• Objective: Copy out the lines below word for word, starting with the line that contains "Target: black tire" and continuing through the last of the records. Leave the pictures out of your answer.

• Data lines:
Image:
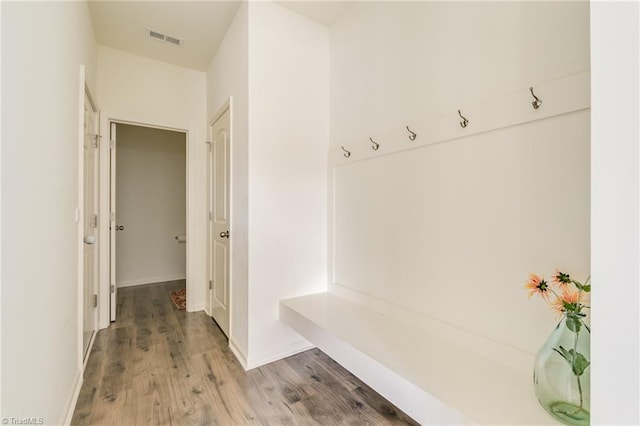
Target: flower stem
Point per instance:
(575, 351)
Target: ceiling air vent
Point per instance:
(159, 36)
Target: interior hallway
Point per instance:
(159, 365)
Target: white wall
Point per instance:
(274, 64)
(227, 76)
(451, 231)
(150, 204)
(137, 89)
(288, 141)
(41, 95)
(615, 196)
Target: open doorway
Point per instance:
(148, 196)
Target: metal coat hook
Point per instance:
(413, 135)
(464, 121)
(536, 104)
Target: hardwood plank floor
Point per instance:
(157, 365)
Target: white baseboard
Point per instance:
(240, 356)
(72, 399)
(196, 308)
(280, 353)
(150, 280)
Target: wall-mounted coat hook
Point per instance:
(536, 104)
(464, 121)
(413, 135)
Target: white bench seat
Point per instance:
(475, 389)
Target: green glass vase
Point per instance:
(561, 374)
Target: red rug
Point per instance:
(179, 298)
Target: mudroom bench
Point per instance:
(436, 375)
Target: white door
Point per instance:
(219, 172)
(112, 223)
(90, 231)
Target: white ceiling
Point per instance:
(201, 24)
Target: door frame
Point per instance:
(227, 105)
(106, 118)
(85, 92)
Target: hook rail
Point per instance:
(464, 121)
(412, 135)
(537, 102)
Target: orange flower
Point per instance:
(537, 285)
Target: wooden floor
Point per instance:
(157, 365)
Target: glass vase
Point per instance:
(561, 374)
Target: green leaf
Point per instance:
(573, 323)
(564, 354)
(579, 364)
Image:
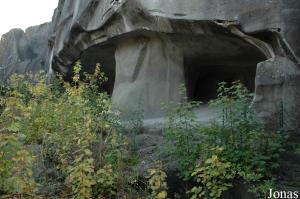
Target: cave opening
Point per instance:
(105, 56)
(209, 61)
(202, 81)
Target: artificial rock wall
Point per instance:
(151, 47)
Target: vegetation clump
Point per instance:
(65, 137)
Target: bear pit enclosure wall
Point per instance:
(149, 48)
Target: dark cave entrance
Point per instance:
(211, 60)
(105, 56)
(202, 81)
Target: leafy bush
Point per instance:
(249, 154)
(78, 132)
(157, 182)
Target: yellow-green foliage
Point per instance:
(157, 183)
(15, 165)
(74, 124)
(214, 177)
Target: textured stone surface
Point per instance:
(22, 52)
(150, 47)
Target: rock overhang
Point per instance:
(231, 32)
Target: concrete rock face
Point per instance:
(148, 48)
(22, 52)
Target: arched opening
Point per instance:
(212, 60)
(105, 56)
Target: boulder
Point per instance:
(22, 52)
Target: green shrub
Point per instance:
(76, 128)
(249, 154)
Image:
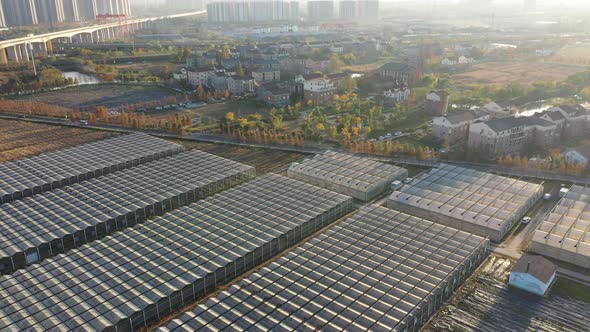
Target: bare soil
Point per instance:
(516, 72)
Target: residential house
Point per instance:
(460, 61)
(554, 116)
(267, 75)
(337, 79)
(437, 103)
(396, 72)
(579, 155)
(453, 129)
(500, 109)
(218, 81)
(533, 274)
(274, 94)
(577, 119)
(196, 77)
(319, 90)
(266, 70)
(511, 136)
(337, 49)
(240, 85)
(399, 93)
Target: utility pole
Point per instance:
(32, 57)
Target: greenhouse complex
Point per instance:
(53, 222)
(361, 178)
(23, 178)
(565, 232)
(473, 201)
(379, 270)
(141, 274)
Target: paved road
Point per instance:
(506, 171)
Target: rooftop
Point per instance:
(395, 66)
(374, 271)
(500, 125)
(537, 266)
(565, 232)
(465, 116)
(480, 201)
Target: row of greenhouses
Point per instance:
(565, 231)
(48, 171)
(379, 270)
(478, 202)
(53, 222)
(135, 277)
(361, 178)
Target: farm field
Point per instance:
(516, 72)
(108, 95)
(265, 160)
(24, 139)
(486, 303)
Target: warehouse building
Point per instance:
(54, 222)
(144, 273)
(380, 270)
(565, 232)
(48, 171)
(473, 201)
(361, 178)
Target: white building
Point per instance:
(533, 274)
(397, 94)
(453, 128)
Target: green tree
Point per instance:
(335, 64)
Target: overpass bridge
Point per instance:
(22, 49)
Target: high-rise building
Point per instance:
(30, 12)
(318, 10)
(368, 9)
(530, 5)
(20, 12)
(50, 11)
(2, 17)
(348, 10)
(252, 11)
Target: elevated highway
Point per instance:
(22, 49)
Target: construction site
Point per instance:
(466, 199)
(360, 178)
(564, 233)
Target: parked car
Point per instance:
(396, 185)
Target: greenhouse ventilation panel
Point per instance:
(379, 270)
(141, 274)
(478, 202)
(565, 232)
(48, 171)
(53, 222)
(361, 178)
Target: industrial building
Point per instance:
(361, 178)
(48, 171)
(141, 274)
(54, 222)
(473, 201)
(379, 270)
(565, 232)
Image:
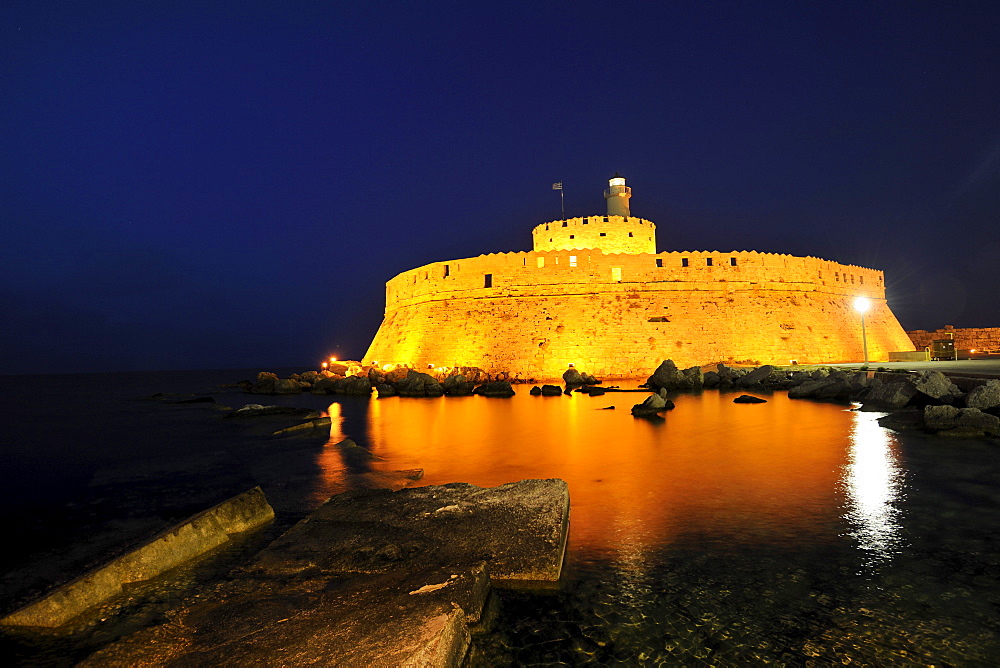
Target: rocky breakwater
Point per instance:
(357, 380)
(927, 400)
(370, 578)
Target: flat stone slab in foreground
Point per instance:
(180, 543)
(372, 577)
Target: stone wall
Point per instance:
(532, 314)
(978, 338)
(611, 234)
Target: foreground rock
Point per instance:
(653, 405)
(668, 376)
(370, 578)
(950, 421)
(497, 389)
(178, 544)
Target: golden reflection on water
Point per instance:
(331, 464)
(711, 471)
(873, 480)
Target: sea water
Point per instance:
(790, 532)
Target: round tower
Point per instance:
(618, 195)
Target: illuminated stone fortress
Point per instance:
(594, 293)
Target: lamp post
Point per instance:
(861, 305)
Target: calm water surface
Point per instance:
(790, 532)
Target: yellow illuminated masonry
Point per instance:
(595, 294)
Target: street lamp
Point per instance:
(861, 305)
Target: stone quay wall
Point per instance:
(532, 314)
(972, 338)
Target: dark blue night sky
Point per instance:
(230, 184)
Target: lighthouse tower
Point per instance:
(618, 195)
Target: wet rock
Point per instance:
(666, 375)
(458, 385)
(495, 389)
(325, 385)
(936, 386)
(375, 376)
(371, 578)
(417, 384)
(352, 385)
(652, 406)
(949, 420)
(757, 376)
(694, 379)
(908, 420)
(890, 394)
(747, 399)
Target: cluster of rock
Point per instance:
(401, 382)
(653, 405)
(928, 400)
(576, 381)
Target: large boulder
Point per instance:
(808, 389)
(417, 384)
(666, 375)
(286, 386)
(894, 393)
(950, 421)
(652, 406)
(265, 383)
(495, 389)
(325, 385)
(352, 385)
(694, 379)
(747, 399)
(757, 376)
(375, 376)
(458, 386)
(936, 386)
(984, 397)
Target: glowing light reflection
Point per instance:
(873, 481)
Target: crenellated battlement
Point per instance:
(595, 271)
(610, 234)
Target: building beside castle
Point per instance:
(594, 293)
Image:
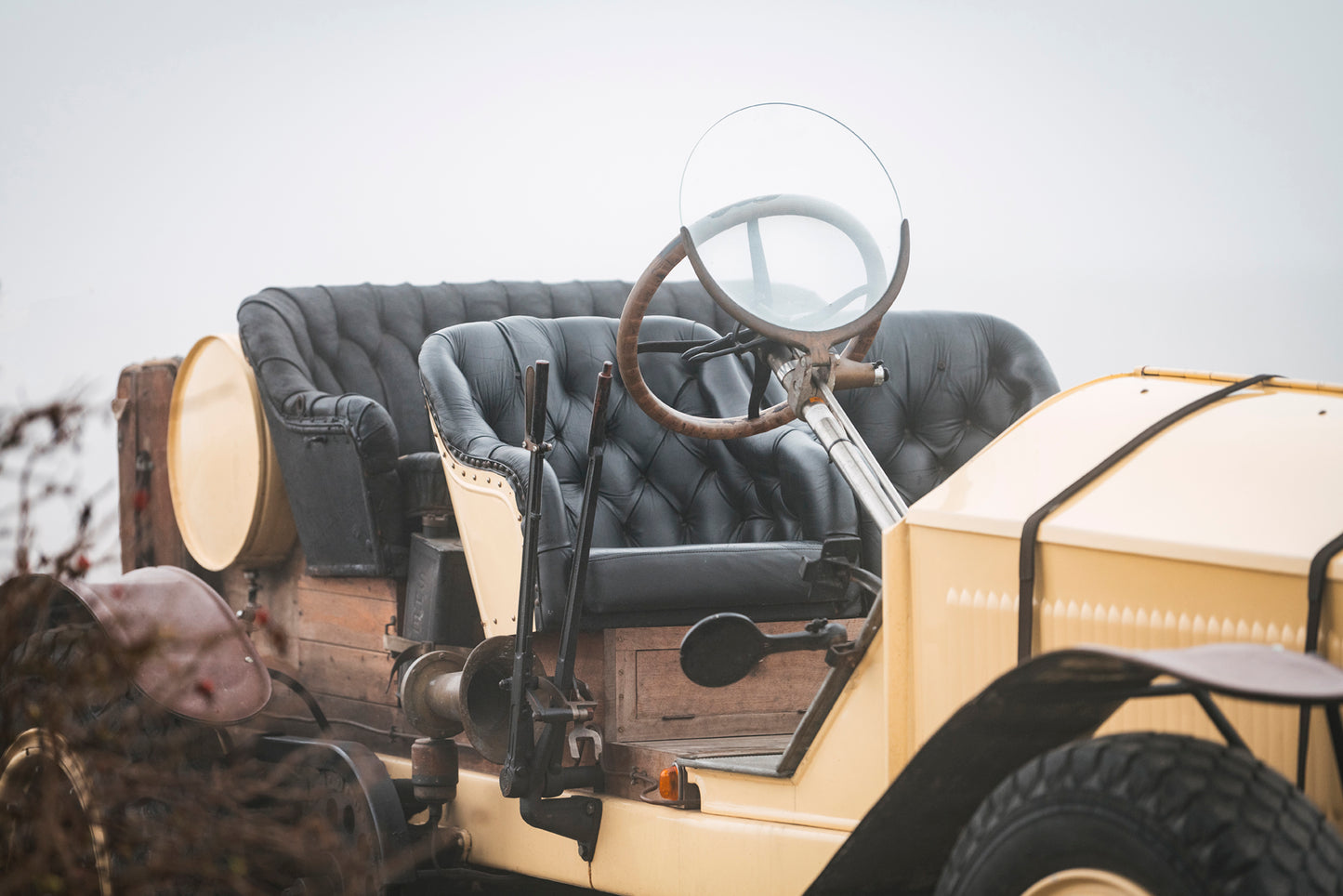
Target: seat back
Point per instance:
(958, 379)
(336, 367)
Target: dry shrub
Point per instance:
(105, 791)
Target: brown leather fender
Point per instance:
(198, 660)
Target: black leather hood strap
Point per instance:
(1031, 531)
(1315, 600)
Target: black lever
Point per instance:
(520, 738)
(533, 769)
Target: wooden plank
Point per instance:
(278, 637)
(147, 522)
(334, 617)
(783, 682)
(347, 672)
(367, 587)
(652, 699)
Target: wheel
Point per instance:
(1147, 814)
(860, 331)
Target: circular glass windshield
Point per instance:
(793, 217)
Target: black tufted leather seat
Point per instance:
(337, 374)
(956, 380)
(338, 380)
(684, 527)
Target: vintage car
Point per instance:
(495, 573)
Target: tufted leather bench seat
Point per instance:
(336, 367)
(958, 379)
(338, 382)
(684, 527)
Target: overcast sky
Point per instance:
(1132, 183)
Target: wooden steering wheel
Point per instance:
(860, 331)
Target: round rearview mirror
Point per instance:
(721, 649)
(793, 222)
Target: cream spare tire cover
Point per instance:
(226, 485)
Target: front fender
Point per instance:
(1053, 699)
(192, 656)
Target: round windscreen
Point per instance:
(793, 217)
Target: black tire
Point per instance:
(1170, 814)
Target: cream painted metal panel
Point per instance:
(491, 525)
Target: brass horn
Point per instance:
(443, 693)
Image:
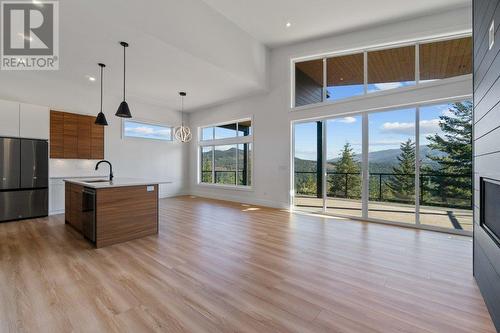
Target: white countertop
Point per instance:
(117, 182)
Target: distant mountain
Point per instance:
(380, 161)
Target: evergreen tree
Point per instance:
(346, 167)
(456, 143)
(402, 183)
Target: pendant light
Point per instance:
(123, 110)
(182, 133)
(101, 118)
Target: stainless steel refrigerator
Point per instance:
(24, 173)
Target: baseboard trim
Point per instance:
(239, 199)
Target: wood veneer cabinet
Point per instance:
(75, 136)
(73, 206)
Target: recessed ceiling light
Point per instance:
(23, 36)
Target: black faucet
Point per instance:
(110, 168)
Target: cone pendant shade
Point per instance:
(101, 118)
(123, 110)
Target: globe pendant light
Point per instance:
(182, 133)
(101, 118)
(123, 110)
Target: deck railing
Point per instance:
(348, 185)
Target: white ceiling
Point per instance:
(213, 49)
(266, 19)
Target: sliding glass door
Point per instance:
(410, 166)
(343, 166)
(308, 182)
(391, 165)
(446, 165)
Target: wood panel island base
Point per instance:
(107, 213)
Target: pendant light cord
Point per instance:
(124, 72)
(102, 83)
(182, 110)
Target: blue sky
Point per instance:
(386, 131)
(140, 130)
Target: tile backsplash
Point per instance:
(75, 168)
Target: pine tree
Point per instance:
(346, 167)
(456, 144)
(402, 183)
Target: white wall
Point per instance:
(272, 114)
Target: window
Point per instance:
(449, 58)
(135, 129)
(226, 154)
(411, 166)
(375, 70)
(392, 68)
(345, 76)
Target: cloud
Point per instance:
(385, 143)
(147, 131)
(398, 128)
(388, 85)
(430, 126)
(348, 120)
(426, 127)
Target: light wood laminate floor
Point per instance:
(223, 267)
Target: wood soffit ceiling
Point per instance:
(438, 60)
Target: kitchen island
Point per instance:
(110, 212)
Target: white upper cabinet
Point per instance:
(24, 120)
(34, 121)
(9, 118)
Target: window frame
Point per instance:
(146, 122)
(237, 140)
(365, 51)
(365, 162)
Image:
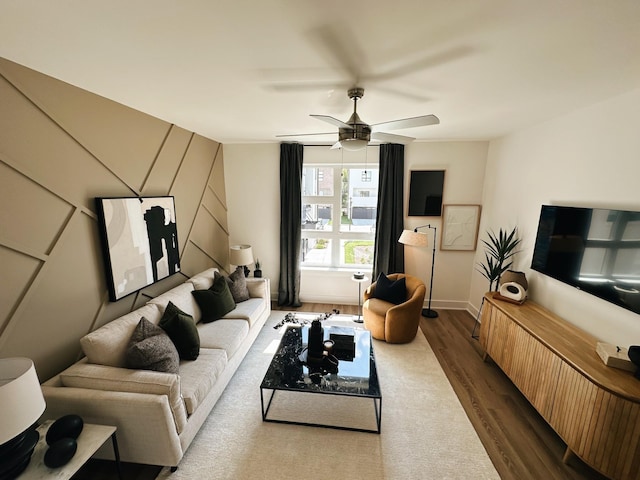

• Correct answer:
Target: black tire
Point per instance:
(1170, 814)
Target: cream painted metal panel
Point per instance:
(491, 525)
Target: brass horn
Point per instance:
(443, 693)
Image:
Target: white countertop
Point per instance:
(117, 182)
Target: distant mountain
Point per instance:
(380, 161)
Target: evergreen tree
Point per instance:
(346, 167)
(456, 143)
(402, 183)
Target: pendant light
Point per instance:
(123, 110)
(182, 133)
(101, 118)
Target: stainless steel refrigerator
Point per instance:
(24, 173)
Target: baseboard trim
Point per instance:
(239, 199)
Target: wood veneer cabinet
Point per instance:
(75, 136)
(73, 206)
Target: recessed ceiling light
Point per instance:
(23, 36)
Target: black faucet
Point per instance:
(110, 168)
Target: cone pendant shade
Point per instance:
(101, 118)
(123, 110)
Target: globe pendant light
Point per instance:
(182, 133)
(101, 118)
(123, 110)
Target: deck railing
Point per instance:
(348, 185)
Target: white ceiling
Point per instance:
(213, 49)
(266, 19)
Target: sliding glass door
Point per instance:
(410, 166)
(343, 166)
(308, 182)
(391, 165)
(446, 165)
Target: wood panel island base
Point per instance:
(107, 213)
Target: pendant light cord
Point per instance:
(124, 72)
(102, 83)
(182, 110)
Target: blue sky
Point per instance:
(386, 131)
(140, 130)
Target: tile backsplash
Point per instance:
(75, 168)
Target: pine tree
Point per instance:
(346, 167)
(456, 144)
(402, 183)
Target: white wall
Point per instance:
(272, 114)
Target: window
Point per instance:
(449, 58)
(135, 129)
(226, 154)
(411, 166)
(375, 70)
(392, 68)
(345, 76)
Target: cloud
Point per instance:
(385, 143)
(147, 131)
(398, 128)
(388, 85)
(430, 126)
(348, 120)
(426, 127)
Target: light wood laminate floor
Point per instance:
(223, 267)
Target: wood soffit ceiling
Point per instance:
(438, 60)
Target: kitchen island
Point per instance:
(110, 212)
Target: white upper cabinet
Point per instance:
(24, 120)
(34, 121)
(9, 118)
Target: window frame
Point per instance:
(146, 122)
(237, 140)
(365, 51)
(365, 162)
Image:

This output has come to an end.